:: Excerpted records ::

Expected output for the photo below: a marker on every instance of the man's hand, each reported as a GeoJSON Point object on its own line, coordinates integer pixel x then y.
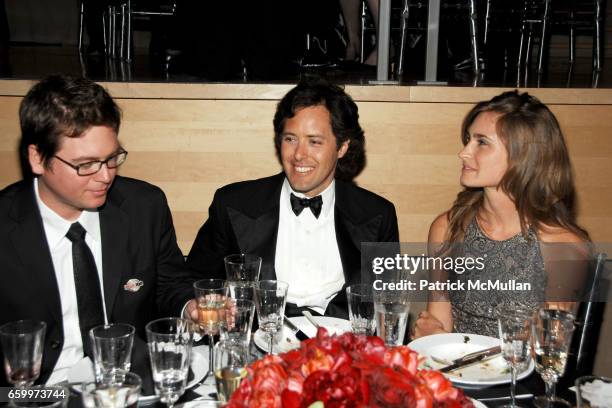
{"type": "Point", "coordinates": [427, 324]}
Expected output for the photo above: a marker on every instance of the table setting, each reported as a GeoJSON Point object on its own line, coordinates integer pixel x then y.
{"type": "Point", "coordinates": [310, 360]}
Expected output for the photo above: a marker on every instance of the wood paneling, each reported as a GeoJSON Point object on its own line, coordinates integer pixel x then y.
{"type": "Point", "coordinates": [191, 139]}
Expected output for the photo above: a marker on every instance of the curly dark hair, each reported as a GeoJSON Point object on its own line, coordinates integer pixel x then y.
{"type": "Point", "coordinates": [62, 105]}
{"type": "Point", "coordinates": [344, 121]}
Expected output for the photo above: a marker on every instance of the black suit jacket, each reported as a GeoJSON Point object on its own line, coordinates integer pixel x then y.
{"type": "Point", "coordinates": [243, 218]}
{"type": "Point", "coordinates": [138, 242]}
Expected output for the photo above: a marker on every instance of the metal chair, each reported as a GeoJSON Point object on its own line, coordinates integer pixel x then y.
{"type": "Point", "coordinates": [126, 12]}
{"type": "Point", "coordinates": [453, 9]}
{"type": "Point", "coordinates": [82, 27]}
{"type": "Point", "coordinates": [589, 318]}
{"type": "Point", "coordinates": [580, 17]}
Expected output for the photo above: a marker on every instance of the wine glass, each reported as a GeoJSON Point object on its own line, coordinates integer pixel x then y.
{"type": "Point", "coordinates": [361, 309]}
{"type": "Point", "coordinates": [211, 297]}
{"type": "Point", "coordinates": [552, 333]}
{"type": "Point", "coordinates": [170, 340]}
{"type": "Point", "coordinates": [231, 359]}
{"type": "Point", "coordinates": [270, 300]}
{"type": "Point", "coordinates": [242, 267]}
{"type": "Point", "coordinates": [391, 311]}
{"type": "Point", "coordinates": [22, 344]}
{"type": "Point", "coordinates": [515, 339]}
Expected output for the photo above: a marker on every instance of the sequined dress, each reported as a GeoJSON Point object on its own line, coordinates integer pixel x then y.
{"type": "Point", "coordinates": [517, 258]}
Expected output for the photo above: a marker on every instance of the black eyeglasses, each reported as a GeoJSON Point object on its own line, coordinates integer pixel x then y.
{"type": "Point", "coordinates": [92, 167]}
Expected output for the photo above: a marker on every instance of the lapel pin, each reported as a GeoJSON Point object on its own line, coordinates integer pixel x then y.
{"type": "Point", "coordinates": [133, 285]}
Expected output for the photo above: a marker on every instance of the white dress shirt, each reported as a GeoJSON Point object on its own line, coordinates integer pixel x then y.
{"type": "Point", "coordinates": [60, 247]}
{"type": "Point", "coordinates": [307, 255]}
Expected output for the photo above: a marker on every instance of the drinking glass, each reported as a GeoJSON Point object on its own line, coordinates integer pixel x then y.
{"type": "Point", "coordinates": [593, 392]}
{"type": "Point", "coordinates": [361, 309]}
{"type": "Point", "coordinates": [211, 296]}
{"type": "Point", "coordinates": [239, 321]}
{"type": "Point", "coordinates": [169, 340]}
{"type": "Point", "coordinates": [241, 290]}
{"type": "Point", "coordinates": [122, 392]}
{"type": "Point", "coordinates": [42, 396]}
{"type": "Point", "coordinates": [552, 333]}
{"type": "Point", "coordinates": [515, 341]}
{"type": "Point", "coordinates": [270, 300]}
{"type": "Point", "coordinates": [112, 350]}
{"type": "Point", "coordinates": [242, 267]}
{"type": "Point", "coordinates": [392, 309]}
{"type": "Point", "coordinates": [231, 360]}
{"type": "Point", "coordinates": [22, 345]}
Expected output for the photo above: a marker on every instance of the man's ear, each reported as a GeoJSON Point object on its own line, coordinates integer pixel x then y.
{"type": "Point", "coordinates": [36, 161]}
{"type": "Point", "coordinates": [343, 148]}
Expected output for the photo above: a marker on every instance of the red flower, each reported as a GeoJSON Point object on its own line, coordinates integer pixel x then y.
{"type": "Point", "coordinates": [345, 371]}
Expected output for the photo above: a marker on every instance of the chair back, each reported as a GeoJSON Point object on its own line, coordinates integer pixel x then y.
{"type": "Point", "coordinates": [590, 316]}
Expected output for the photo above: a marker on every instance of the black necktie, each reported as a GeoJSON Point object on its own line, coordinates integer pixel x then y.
{"type": "Point", "coordinates": [298, 204]}
{"type": "Point", "coordinates": [87, 284]}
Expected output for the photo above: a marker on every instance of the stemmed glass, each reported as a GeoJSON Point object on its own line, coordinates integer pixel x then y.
{"type": "Point", "coordinates": [361, 309]}
{"type": "Point", "coordinates": [242, 267]}
{"type": "Point", "coordinates": [270, 300]}
{"type": "Point", "coordinates": [515, 339]}
{"type": "Point", "coordinates": [170, 340]}
{"type": "Point", "coordinates": [552, 333]}
{"type": "Point", "coordinates": [22, 344]}
{"type": "Point", "coordinates": [211, 297]}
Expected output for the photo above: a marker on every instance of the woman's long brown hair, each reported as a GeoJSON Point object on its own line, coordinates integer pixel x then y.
{"type": "Point", "coordinates": [539, 178]}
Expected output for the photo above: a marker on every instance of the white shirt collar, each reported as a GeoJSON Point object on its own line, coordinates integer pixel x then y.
{"type": "Point", "coordinates": [328, 196]}
{"type": "Point", "coordinates": [56, 227]}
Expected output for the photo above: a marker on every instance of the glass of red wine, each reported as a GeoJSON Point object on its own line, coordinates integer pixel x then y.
{"type": "Point", "coordinates": [22, 345]}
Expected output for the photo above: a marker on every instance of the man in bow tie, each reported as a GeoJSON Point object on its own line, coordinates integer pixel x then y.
{"type": "Point", "coordinates": [81, 246]}
{"type": "Point", "coordinates": [308, 222]}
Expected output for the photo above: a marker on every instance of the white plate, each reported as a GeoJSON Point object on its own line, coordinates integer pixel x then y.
{"type": "Point", "coordinates": [287, 341]}
{"type": "Point", "coordinates": [83, 371]}
{"type": "Point", "coordinates": [450, 346]}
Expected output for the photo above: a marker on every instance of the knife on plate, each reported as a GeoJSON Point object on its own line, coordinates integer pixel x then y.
{"type": "Point", "coordinates": [487, 352]}
{"type": "Point", "coordinates": [467, 359]}
{"type": "Point", "coordinates": [301, 336]}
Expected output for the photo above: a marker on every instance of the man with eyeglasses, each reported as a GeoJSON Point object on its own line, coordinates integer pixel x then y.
{"type": "Point", "coordinates": [79, 245]}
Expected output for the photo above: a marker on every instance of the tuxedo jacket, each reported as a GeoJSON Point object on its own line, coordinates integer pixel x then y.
{"type": "Point", "coordinates": [243, 218]}
{"type": "Point", "coordinates": [138, 242]}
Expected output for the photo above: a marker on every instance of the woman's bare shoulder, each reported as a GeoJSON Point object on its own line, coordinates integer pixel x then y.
{"type": "Point", "coordinates": [438, 228]}
{"type": "Point", "coordinates": [550, 234]}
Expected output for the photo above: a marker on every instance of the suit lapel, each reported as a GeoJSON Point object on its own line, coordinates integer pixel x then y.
{"type": "Point", "coordinates": [115, 237]}
{"type": "Point", "coordinates": [257, 232]}
{"type": "Point", "coordinates": [32, 249]}
{"type": "Point", "coordinates": [353, 228]}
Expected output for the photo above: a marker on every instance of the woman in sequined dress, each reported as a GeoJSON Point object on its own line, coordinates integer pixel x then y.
{"type": "Point", "coordinates": [518, 198]}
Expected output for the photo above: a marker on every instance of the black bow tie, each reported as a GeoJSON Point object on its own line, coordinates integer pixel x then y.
{"type": "Point", "coordinates": [298, 204]}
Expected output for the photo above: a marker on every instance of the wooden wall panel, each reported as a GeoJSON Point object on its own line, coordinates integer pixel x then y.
{"type": "Point", "coordinates": [190, 147]}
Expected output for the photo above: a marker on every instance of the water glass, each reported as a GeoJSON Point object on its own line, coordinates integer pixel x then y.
{"type": "Point", "coordinates": [515, 341]}
{"type": "Point", "coordinates": [169, 340]}
{"type": "Point", "coordinates": [241, 290]}
{"type": "Point", "coordinates": [122, 392]}
{"type": "Point", "coordinates": [391, 309]}
{"type": "Point", "coordinates": [594, 392]}
{"type": "Point", "coordinates": [231, 360]}
{"type": "Point", "coordinates": [361, 309]}
{"type": "Point", "coordinates": [211, 297]}
{"type": "Point", "coordinates": [552, 332]}
{"type": "Point", "coordinates": [270, 300]}
{"type": "Point", "coordinates": [22, 345]}
{"type": "Point", "coordinates": [242, 267]}
{"type": "Point", "coordinates": [112, 350]}
{"type": "Point", "coordinates": [239, 321]}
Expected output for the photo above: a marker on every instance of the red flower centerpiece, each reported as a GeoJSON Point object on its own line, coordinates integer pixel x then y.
{"type": "Point", "coordinates": [345, 371]}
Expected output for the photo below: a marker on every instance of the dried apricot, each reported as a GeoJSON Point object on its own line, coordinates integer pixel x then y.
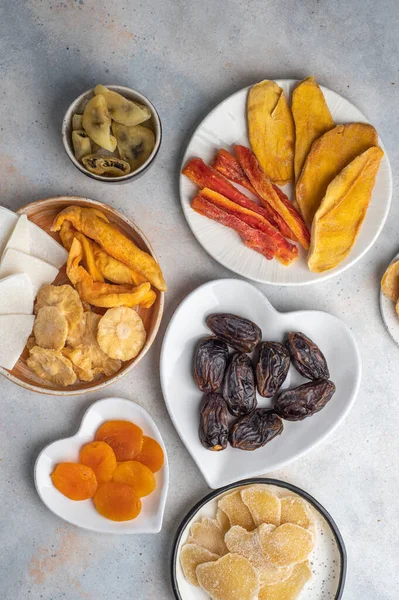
{"type": "Point", "coordinates": [124, 437]}
{"type": "Point", "coordinates": [77, 482]}
{"type": "Point", "coordinates": [138, 476]}
{"type": "Point", "coordinates": [117, 501]}
{"type": "Point", "coordinates": [101, 458]}
{"type": "Point", "coordinates": [151, 454]}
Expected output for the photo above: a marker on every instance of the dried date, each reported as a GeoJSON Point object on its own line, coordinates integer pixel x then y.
{"type": "Point", "coordinates": [239, 333]}
{"type": "Point", "coordinates": [305, 400]}
{"type": "Point", "coordinates": [256, 429]}
{"type": "Point", "coordinates": [272, 368]}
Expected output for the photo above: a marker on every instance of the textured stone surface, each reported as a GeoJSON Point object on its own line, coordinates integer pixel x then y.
{"type": "Point", "coordinates": [187, 57]}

:::

▸ **Goal of the exercise**: Your answer must be the lines from the one that contains "dried date, each" through the last line of the entries above, copied exactly, with no other lines.

▸ **Answer box**:
Expected output for the photo above: a marker on every instance of the dried date, each reported as a GeoJSON Point object on its own line, coordinates integer pixel x then y.
{"type": "Point", "coordinates": [239, 333]}
{"type": "Point", "coordinates": [305, 400]}
{"type": "Point", "coordinates": [256, 429]}
{"type": "Point", "coordinates": [272, 368]}
Expected output for the photo above: a marker on every instance of the textured stone surface, each reported as a GeoJSON Point object on its own line, coordinates integer pixel x then y.
{"type": "Point", "coordinates": [187, 57]}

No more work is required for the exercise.